Using =~ to Include and Omit in same line

W

Walt

In the following single line @URLs will contain all urls from $omsg.

@URLs = ($omsg =~/(\Shttp:\/\/| http:\/\/|\shttp:\/\/)(.*?)(<br>|\n|\r|
)/gi);


What I would like to have is a way to scan in the same line if there
is an equal sign in front of http and if so, omit it.


Is there a way to do it within the single line?
 
D

David Squire

Walt wrote again, having just done so under the subject "PERL Search and
Replace":
In the following single line @URLs will contain all urls from $omsg.

@URLs = ($omsg =~/(\Shttp:\/\/| http:\/\/|\shttp:\/\/)(.*?)(<br>|\n|\r|
)/gi);


What I would like to have is a way to scan in the same line if there
is an equal sign in front of http and if so, omit it.


Is there a way to do it within the single line?

Please do not post the same thing twice.

Regards,

DS
 
X

Xicheng Jia

Walt said:
In the following single line @URLs will contain all urls from $omsg.

@URLs = ($omsg =~/(\Shttp:\/\/| http:\/\/|\shttp:\/\/)(.*?)(<br>|\n|\r|

what do you want to achieve here

(\Shttp:\/\/| http:\/\/|\shttp:\/\/)

which is about the same(if dont count newline) as:

(.http:\/\/)
)/gi);


What I would like to have is a way to scan in the same line if there
is an equal sign in front of http and if so, omit it.

try the following:
([^=]http:\/\/)
(?!=)(.http:\/\/)
(.(?<!=)http:\/\/)

(untested)

Xicheng
 
J

J. Gleixner

Walt said:
In the following single line @URLs will contain all urls from $omsg.

@URLs = ($omsg =~/(\Shttp:\/\/| http:\/\/|\shttp:\/\/)(.*?)(<br>|\n|\r|
)/gi);


What I would like to have is a way to scan in the same line if there
is an equal sign in front of http and if so, omit it.


Is there a way to do it within the single line?


? - Matches 1 or 0 times.

perldoc perlretut

You probably want to look at what \S and \s actually match, or don't match.

Also you can use other delimiters, like { and }, which will clean up
your expression, a lot.
 
C

ClubK

In my forum, The gold members have permission to use HTML and dont want
it to include the urls already formated. Just want to do the ones for
the users who don't know html and I dont want to have them learn BBCode
etc.
 
X

Xicheng Jia

ClubK said:
So far none of these ideas worked.

Examples:

Find in a text file http://www/google.com at it to the array or any
text url

But dont add href=http://www.google.com

Wanted to do it in a sngle line of code if I can.

> _Aim of the task_: Carry on the forum thread about skipping URLs that have an equal sign before them in a Perl regex, starting after its last line. The data that comes next has nothing to do with the forum thread above.

> _Supplied information_:

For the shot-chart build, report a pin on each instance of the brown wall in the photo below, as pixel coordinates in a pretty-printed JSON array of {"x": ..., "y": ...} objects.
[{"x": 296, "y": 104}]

> _Answer to the task_:
So far the line I wrote works already except when a text url starts a
line.

Let's see your regex:

@URLs = ($omsg =~/(\Shttp:\/\/|
http:\/\/|\shttp:\/\/)(.*?)(<br>|\n|\r|)/gi);

1) you have three capturing parenthesis, so for each match, you get
three elements into the array @URLs, I guess this is not what you
wanted..

2) what do you want to end your URLs, by <br>, \n or \r??? so:

@URLs = ( $omsg =~ /(?<!=)(http:\/\/.*?)(?:<br>|\n|\r)/gi );

(untested)

In your regex, you need exactly only one capturing parentheses instead
of three..

Xicheng
 
C

ClubK

I want urls that start with http and not =http and I needed a way to
find the end of the url. In my case it can end it <br>, \n , \r or a
space

So my regex gets everything BETWEEN http:// and <br>, \n, \r or space

Returns www.test.com or test.com and I add back in the http:// later.

Your example returns and array of http:// for each url found
 
X

Xicheng Jia

ClubK said:
I want urls that start with http and not =http and I needed a way to
find the end of the url. In my case it can end it <br>, \n , \r or a
space

So my regex gets everything BETWEEN http:// and <br>, \n, \r or space

Returns www.test.com or test.com and I add back in the http:// later.

Your example returns and array of http:// for each url found

so just move 'http\/\/' out from the parenthesis, like:

@URLs = ( $omsg =~ /(?<!=)http:\/\/(.*?)(?:<br>|\n|\r)/gi );

Xicheng
 
D

Dr.Ruud

Xicheng Jia schreef:
@URLs = ( $omsg =~ /(?<!=)http:\/\/(.*?)(?:<br>|\n|\r)/gi );

To get rid of the sawtooths, pick a different separator, like ~

@URLs = ( $omsg =~ m~(?<!=)http://(.*?)(?:<br>|\n|\r)~gi );

or, if you prefer them tall'n'skinny: !

@URLs = ( $omsg =~ m!(?<!=)http://(.*?)(?:<br>|\n|\r)!gi );

or use brackets and the "/x" modifier and sprinkle some whitespace

@URLs = ( $omsg =~ m{ (?<!=) # no '=' in front
http://(.*?) # URL
(?:<br>|\n|\r) # why not \s ?
}xgi ); # loop
 
T

Tad McClellan

Walt said:
In the following single line @URLs will contain all urls from $omsg.

@URLs = ($omsg =~/(\Shttp:\/\/| http:\/\/|\shttp:\/\/)(.*?)(<br>|\n|\r|
)/gi);


What I would like to have is a way to scan in the same line if there
is an equal sign in front of http and if so, omit it.


So you want to filter the list that is returned from the m//g.

Is there a way to do it within the single line?


grep() is the Right Tool for filtering a list:

@URLs = grep !/=http/, $omsg =~/(\Shttp:\/\/| http:\/\/|\shttp:\/\/)(.*?)(<br>|\n|\r|)/gi;
 
C

ClubK

Here is what I ended up using. So far works great.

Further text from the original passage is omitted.